### Excerto para leitura
Dr. Carlos Sottomayor

Em que faixa etária está recomendada a realização deste exame?

Deve ser realizada uma primeira aos 50 anos e, depois se for detetado sangue nas fezes, na análise anual. Só será preciso repetir se forem detetados pólipos ou neoplasia nessa primeira endoscopia de vigilância. A partir dos 75 anos, mantém-se vigilância clínica e só faz [o exame] se houver queixas.

Este exame deve ser feito mais cedo se houver histórico familiar ou queixas?

Sim. Nos casos de pólipos e cólica familiar ou síndrome de Lynch (síndrome do cancro do cólon hereditário) este exame deve ser realizado mais cedo, por volta dos 30 ou 40 anos conforme os estudos apontam, mas esta situação é extremamente rara e deve ser confirmada por análises. Nestes doentes, a colonoscopia deve ser repetida de 3 em 3 anos, mesmo que não existam queixas. É neste grupo de risco onde se mostra mais evidente o benefício da colonoscopia como método de rastreio e diagnóstico precoce da cancro do cólon.

Em caso de queixas sugestivas, como hemorragia ou fezes com sangue, dores abdominais fixas [constantes], massa abdominal palpável ou alteração dos hábitos intestinais também se deve fazer a colonoscopia de imediato.

No entanto, uma nova norma de orientação clínica, publicada há pouco tempo, recomenda que a colonoscopia não deve ser realizada de forma rotineira por doentes de baixo risco com mais de 50 anos. Como olha para esta NOC, publicado pelo BMJ?

Estes novos dados terão que ser incorporados nos guidelines internacionais e consensualizados. Terão de se definir muito bem os grupos de risco a quem se continuará a propor este rastreio – síndromes hereditários, doença inflamatória intestinal, antecedentes familiares de cancro do cólon e factores de risco associados, como obesidade, obstipação crónica, diabetes, entre outros. Esta alteração tem a ver principalmente com estudos de saúde pública e de uma avaliação de custo-beneficio na implementação destes programas de rastreio para a generalidade da população.

Há o risco de estarmos a fazer colonoscopias em excesso?

No contexto atual de Portugal, penso que ainda estamos no inverso dessa situação – fazemos colonoscopias a menos. O principal obstáculo é a falta de literacia médica da população, os mitos que existem e a resistência de fazer exames e análises quando não há queixas. A medicina ainda é encarada muito por todos – utentes e médicos – como uma actividade curativa que só é necessária quando há queixas ou doenças diagnosticadas e não uma actividade preventiva que tem como objectivo manter o estado de saúde e melhorá-lo evitando a doença.

### Tarefas a realizar
A. No excerto sobre a colonoscopia, com que periodicidade deve a colonoscopia ser repetida nos doentes com pólipos e cólica familiar ou síndrome de Lynch?
B. Redija a continuação do excerto sobre a colonoscopia, começando após a última frase apresentada.

### Linhas de dados
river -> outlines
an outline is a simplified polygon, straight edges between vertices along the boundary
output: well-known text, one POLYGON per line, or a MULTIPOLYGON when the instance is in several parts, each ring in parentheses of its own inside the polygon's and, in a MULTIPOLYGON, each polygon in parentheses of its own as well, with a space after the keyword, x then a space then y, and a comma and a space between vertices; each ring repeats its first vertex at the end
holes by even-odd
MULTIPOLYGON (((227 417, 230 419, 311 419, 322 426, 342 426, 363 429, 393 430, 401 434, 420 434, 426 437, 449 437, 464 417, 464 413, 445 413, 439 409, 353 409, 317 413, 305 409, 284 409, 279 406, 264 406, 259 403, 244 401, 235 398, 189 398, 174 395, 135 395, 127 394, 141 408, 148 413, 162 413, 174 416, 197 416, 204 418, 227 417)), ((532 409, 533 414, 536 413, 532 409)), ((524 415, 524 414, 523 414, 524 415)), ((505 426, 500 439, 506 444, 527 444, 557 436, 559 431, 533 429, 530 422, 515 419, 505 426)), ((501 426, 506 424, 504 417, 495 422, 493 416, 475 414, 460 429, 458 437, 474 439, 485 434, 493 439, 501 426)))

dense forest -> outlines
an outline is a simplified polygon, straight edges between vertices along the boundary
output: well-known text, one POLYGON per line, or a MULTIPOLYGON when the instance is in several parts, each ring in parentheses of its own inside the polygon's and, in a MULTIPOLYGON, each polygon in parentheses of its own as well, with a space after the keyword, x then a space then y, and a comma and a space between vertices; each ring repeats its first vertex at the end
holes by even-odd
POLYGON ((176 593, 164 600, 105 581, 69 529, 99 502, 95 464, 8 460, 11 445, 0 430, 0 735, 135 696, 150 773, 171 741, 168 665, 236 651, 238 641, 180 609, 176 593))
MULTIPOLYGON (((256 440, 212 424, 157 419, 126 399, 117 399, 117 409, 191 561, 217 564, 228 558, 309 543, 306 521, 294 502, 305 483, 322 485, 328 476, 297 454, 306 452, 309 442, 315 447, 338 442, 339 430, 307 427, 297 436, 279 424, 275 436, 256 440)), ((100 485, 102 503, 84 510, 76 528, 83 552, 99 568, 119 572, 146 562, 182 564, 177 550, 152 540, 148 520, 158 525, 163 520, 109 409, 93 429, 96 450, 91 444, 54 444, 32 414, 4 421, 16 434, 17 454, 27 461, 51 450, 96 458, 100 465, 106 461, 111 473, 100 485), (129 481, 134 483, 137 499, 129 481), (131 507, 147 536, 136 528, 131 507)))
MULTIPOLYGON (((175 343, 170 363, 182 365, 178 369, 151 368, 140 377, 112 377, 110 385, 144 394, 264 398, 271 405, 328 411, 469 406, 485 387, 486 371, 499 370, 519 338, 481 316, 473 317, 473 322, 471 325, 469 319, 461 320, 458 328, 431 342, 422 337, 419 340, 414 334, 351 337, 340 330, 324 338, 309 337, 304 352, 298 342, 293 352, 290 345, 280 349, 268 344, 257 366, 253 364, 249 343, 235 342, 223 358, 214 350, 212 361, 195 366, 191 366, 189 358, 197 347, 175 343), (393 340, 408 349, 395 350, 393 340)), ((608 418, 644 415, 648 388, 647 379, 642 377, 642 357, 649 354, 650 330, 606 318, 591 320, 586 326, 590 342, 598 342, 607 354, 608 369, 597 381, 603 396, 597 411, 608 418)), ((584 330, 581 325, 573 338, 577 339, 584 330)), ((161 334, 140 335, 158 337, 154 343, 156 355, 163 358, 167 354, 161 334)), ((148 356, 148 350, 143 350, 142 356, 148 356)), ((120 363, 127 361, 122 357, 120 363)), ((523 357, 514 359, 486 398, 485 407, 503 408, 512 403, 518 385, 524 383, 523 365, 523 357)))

### Respostas numeradas
A. De 3 em 3 anos, mesmo que não existam queixas.

B.
Um estudo publicado este ano alerta para a aumento dos casos de cancro colorretal em adultos jovens. Estamos a assistir a uma mudança de paradigma, com este tipo de cancro a surgir em pessoas cada vez mais jovens?

É possível. E sabemos que esses casos escapam ao rastreio e, portanto, são em geral diagnosticados numa fase mais avançada e não são curáveis ou são muito dificilmente curáveis, com grandes custos para o doente e para a sociedade. Se o rastreio se iniciasse aos 40 anos já poderíamos conseguir diagnosticar precocemente alguns destes casos, visto que mais de 15% dos casos aparecem antes dos 50 anos.

Que desafios e inovações se esperam nos próximos tempo no que diz respeito ao tratamento do cancro colorretal?

O maior desafio é conseguir de facto implementar um programa de rastreio eficaz e de base populacional, e conseguir uma adesão plena da população, de forma a conseguir detetar os casos mais precocemente, sem necessidade de fazer quimioterapia ou radioterapia, poupando grandes aborrecimentos e encargos aos doentes e à sociedade, e fazendo em simultâneo a própria profilaxia deste tipo de cancro.

Por outro lado, tentar melhorar o tratamento dos casos avançados tentando controlar a doença com fármacos mais eficazes e menos tóxicos e conseguindo generalizar a todo este tipo de doentes o acesso a tratamentos locais nomeadamente das metástases hepáticas para as quais já existem muitos tratamentos eficazes. Nesta área da oncologia têm surgido poucos ensaios clínicos inovadores e poucos ou nenhuns medicamentos que alterem significativamente o curso da doença.